START Text passage

Benign Prostatic Hyperplasia/Hypertrophy is a major health problem in the United States, with one-in-three men having urologic problems. Currently available treatment modalities include alpha-blockers that do not affect the underlying pathologic process, and 5-alpha-reductase inhibitors that have significant systemic side-effects. We have discovered that human prostate endothelial cells express functional androgen receptor, that androgen is a key direct modulator of endothelial cell proliferation and survival, and that the endothelial cells are the prostate cellular compartment most sensitive to androgen deprivation. The goal of this project is to validate that acute androgen deprivation, coupled with a targeted delivery vehicle, provides a selective mechanism to deliver imaging/or and cytostatic/cytotoxic agents to inhibit/reverse BPH at the level of the entire prostate organ.
The Specific Aims of this Phase I project will utilize superparamagnetic iron oxide loaded, freeze-dried human platelets (SPIO-StasixTM particles) as the specific targeting vehicle as a proof-of- concept.
Aim 1 will establish the optimal time after acute androgen deprivation for maximal binding of the SPIO-StasixTM particles to the damaged human vasculature of primary xenografts of human benign prostate tissue.

END Text passage

* [Work item A]
In the BPH project summary, what will the Phase I project use as its targeting vehicle?
* [Work item B]
List each finding about human prostate endothelial cells that the BPH project summary says the team has discovered.
* [Work item C]
Write what comes next in the BPH project summary, picking up after its last sentence.

START Records supplied

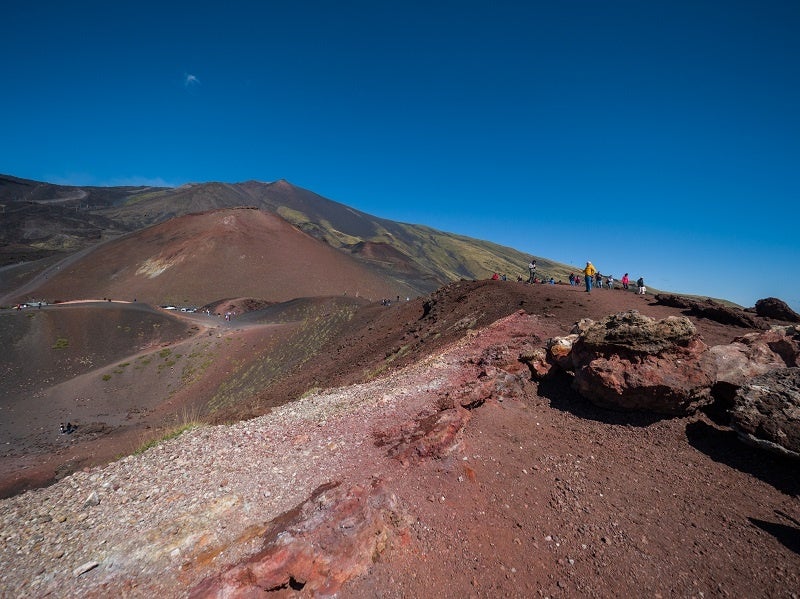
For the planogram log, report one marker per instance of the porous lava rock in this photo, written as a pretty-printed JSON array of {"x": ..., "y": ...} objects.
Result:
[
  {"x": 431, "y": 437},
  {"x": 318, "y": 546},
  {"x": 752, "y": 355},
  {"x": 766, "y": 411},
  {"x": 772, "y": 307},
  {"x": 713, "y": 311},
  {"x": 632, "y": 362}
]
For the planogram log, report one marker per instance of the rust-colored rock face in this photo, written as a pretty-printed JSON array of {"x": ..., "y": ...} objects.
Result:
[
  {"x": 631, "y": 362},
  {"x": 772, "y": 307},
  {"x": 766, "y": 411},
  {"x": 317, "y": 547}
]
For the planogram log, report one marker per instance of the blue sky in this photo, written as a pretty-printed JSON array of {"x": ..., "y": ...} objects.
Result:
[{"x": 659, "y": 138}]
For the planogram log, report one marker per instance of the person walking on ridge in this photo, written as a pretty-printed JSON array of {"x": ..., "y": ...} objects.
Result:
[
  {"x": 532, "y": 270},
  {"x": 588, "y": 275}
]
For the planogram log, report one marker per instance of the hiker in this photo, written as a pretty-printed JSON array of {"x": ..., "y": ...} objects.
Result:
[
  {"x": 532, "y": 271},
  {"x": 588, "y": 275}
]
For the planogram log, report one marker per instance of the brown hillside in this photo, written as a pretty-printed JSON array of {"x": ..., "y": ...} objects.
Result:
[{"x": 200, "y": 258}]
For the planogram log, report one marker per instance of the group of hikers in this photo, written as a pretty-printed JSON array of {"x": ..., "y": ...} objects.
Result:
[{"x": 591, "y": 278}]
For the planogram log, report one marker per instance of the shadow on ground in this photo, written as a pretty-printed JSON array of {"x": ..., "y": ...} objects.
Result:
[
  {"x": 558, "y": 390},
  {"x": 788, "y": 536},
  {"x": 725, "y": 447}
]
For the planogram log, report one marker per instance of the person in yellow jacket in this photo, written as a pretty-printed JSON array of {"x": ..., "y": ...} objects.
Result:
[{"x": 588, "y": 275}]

END Records supplied
START Records supplied

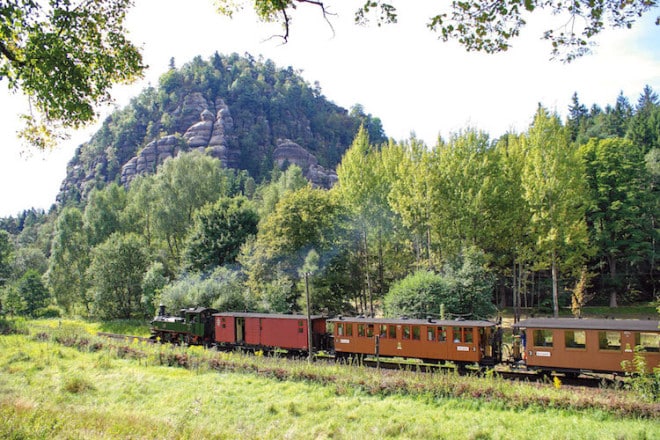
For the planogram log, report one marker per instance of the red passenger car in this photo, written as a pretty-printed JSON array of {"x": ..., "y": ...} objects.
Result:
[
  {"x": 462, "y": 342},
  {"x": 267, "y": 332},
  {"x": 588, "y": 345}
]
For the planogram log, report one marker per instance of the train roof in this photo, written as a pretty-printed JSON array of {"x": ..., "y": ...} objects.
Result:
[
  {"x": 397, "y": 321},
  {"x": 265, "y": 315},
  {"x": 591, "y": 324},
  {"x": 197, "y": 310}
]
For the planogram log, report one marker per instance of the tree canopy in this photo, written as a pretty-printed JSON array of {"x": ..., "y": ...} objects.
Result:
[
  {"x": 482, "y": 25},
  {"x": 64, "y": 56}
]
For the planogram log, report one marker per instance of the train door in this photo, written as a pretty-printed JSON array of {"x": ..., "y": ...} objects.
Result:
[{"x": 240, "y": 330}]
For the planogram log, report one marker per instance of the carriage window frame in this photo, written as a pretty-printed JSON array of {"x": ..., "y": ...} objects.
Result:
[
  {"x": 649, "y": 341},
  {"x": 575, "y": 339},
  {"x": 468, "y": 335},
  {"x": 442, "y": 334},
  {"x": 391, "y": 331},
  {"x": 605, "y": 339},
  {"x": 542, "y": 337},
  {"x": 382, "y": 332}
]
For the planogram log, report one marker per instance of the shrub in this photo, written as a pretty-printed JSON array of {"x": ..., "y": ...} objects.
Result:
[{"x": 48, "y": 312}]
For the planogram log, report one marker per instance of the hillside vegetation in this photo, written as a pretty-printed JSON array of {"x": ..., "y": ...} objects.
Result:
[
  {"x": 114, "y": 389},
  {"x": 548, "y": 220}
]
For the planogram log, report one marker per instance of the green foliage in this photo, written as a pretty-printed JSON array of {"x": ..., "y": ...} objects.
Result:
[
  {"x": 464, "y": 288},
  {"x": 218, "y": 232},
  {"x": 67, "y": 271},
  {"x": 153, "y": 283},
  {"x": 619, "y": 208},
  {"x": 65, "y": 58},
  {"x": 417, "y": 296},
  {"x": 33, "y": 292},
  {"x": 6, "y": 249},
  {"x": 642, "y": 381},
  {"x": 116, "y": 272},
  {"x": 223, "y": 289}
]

END Records supplied

* [Final answer A]
Superparamagnetic iron oxide loaded, freeze-dried human platelets (SPIO-StasixTM particles).

* [Final answer B]
- Human prostate endothelial cells express functional androgen receptor.
- Androgen is a key direct modulator of endothelial cell proliferation and survival.
- The endothelial cells are the prostate cellular compartment most sensitive to androgen deprivation.

* [Final answer C]
Aim 2 will validate by MR-imaging, both in vivo and ex vivo, and optical microscopic imaging of tissue specimens, the organ specificity and intra-organ distribution of the SPIO-StasixTM particles within the vascular network of the primary xenografts of human benign prostate tissue and within the organs of the immunocompromised mouse host. Successful completion of the Phase I project showing that platelets selectively localize to the damaged vasculature of the prostate will provide the proof-of-concept that will support a Phase II project that will both explore the utility of SPIO-labeled platelets as mediators of physical modalities of cell killing or thrombosis or as delivery vehicles of cytostatic/cytotoxic/procoagulant agents. The Phase II project would focus on identification of peptides/antibodies/receptor or enzyme ligands that would improve specificity/avidity for the selectively damaged prostate endothelial cells.
Benign Prostatic Hyperplasia (BPH) is an age-related disease that affects a large percentage of the older adult male population in the United States and most developed countries. It is a disease of unknown etiology with current treatments that are only marginally effective yet have a number of undesirable side effects. This proposal will investigate a non-invasive treatment to image the prostate organ to assist in diagnosis as well as develop a targeted vehicle to make current drugs more effective with fewer side effects and open up possibilities for new methods of disease treatment.